>> START DOCUMENT TEXT

Does the equality hold for all complex values of $z$:

With[{a = (-2 I (z - 1))/((z - I) (1 + I))}, 
 With[{eqns = {(-2 + a (1 + I))/(a - 1), (1 + I) (1 - z)}}, 
  Resolve[ForAll[z, Equal @@ eqns], Complexes]]]

False

Find an instance where equality doesn't hold:

With[{a = (-2 I (z - 1))/((z - I) (1 + I))}, 
 With[{eqns = {(-2 + a (1 + I))/(a - 1), (1 + I) (1 - z)}},
  {z, eqns} /. FindInstance[! Equal @@ eqns, z, Complexes]]]

{0, {${\frac{8}{5}+\frac{4 i}{5}, 1+i }$}}

If you are wondering what Equal @@ eqns means, it is basically same as (-2 + a (1 + I))/(a - 1) == (1 + I) (1 - z).

Solutions do exist, though:

With[{a = (-2 I (z - 1))/((z - I) (1 + I))}, 
 With[{eqns = {(-2 + a (1 + I))/(a - 1), (1 + I) (1 - z)}}, 
  Resolve[Exists[z, Equal @@ eqns], Complexes]]]

True

And solutions are...

>> END DOCUMENT TEXT
>> START INFORMATION SHOWN

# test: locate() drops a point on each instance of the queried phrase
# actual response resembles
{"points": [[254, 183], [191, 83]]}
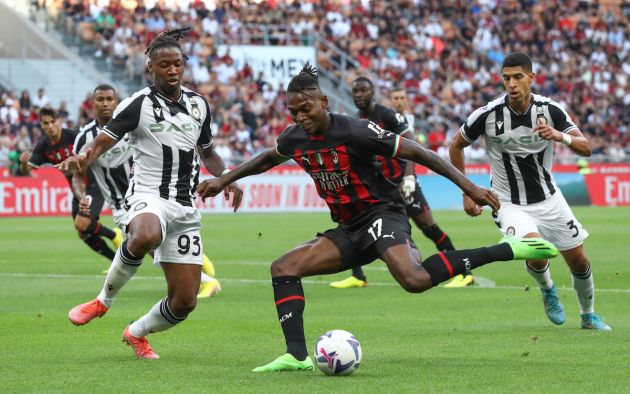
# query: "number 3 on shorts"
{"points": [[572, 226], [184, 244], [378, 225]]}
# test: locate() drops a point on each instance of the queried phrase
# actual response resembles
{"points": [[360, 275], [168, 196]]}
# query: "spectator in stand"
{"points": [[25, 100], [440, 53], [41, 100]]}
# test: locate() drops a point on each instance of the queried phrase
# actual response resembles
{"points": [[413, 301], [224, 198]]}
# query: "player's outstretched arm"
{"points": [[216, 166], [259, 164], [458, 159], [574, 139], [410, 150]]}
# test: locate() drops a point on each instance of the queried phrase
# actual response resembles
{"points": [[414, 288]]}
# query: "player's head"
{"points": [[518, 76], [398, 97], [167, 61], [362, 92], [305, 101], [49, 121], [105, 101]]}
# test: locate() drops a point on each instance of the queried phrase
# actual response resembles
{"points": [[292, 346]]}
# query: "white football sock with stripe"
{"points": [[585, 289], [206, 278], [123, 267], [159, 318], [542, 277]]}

>> END INFORMATION SHOWN

▸ **STATED GOAL**:
Reproduce the Mathematica text in full, word for word and symbol for symbol. Work from the Mathematica text alone.

▸ **EXPECTED ANSWER**:
Does the equality hold for all complex values of $z$:

With[{a = (-2 I (z - 1))/((z - I) (1 + I))}, 
 With[{eqns = {(-2 + a (1 + I))/(a - 1), (1 + I) (1 - z)}}, 
  Resolve[ForAll[z, Equal @@ eqns], Complexes]]]

False

Find an instance where equality doesn't hold:

With[{a = (-2 I (z - 1))/((z - I) (1 + I))}, 
 With[{eqns = {(-2 + a (1 + I))/(a - 1), (1 + I) (1 - z)}},
  {z, eqns} /. FindInstance[! Equal @@ eqns, z, Complexes]]]

{0, {${\frac{8}{5}+\frac{4 i}{5}, 1+i }$}}

If you are wondering what Equal @@ eqns means, it is basically same as (-2 + a (1 + I))/(a - 1) == (1 + I) (1 - z).

Solutions do exist, though:

With[{a = (-2 I (z - 1))/((z - I) (1 + I))}, 
 With[{eqns = {(-2 + a (1 + I))/(a - 1), (1 + I) (1 - z)}}, 
  Resolve[Exists[z, Equal @@ eqns], Complexes]]]

True

And solutions are...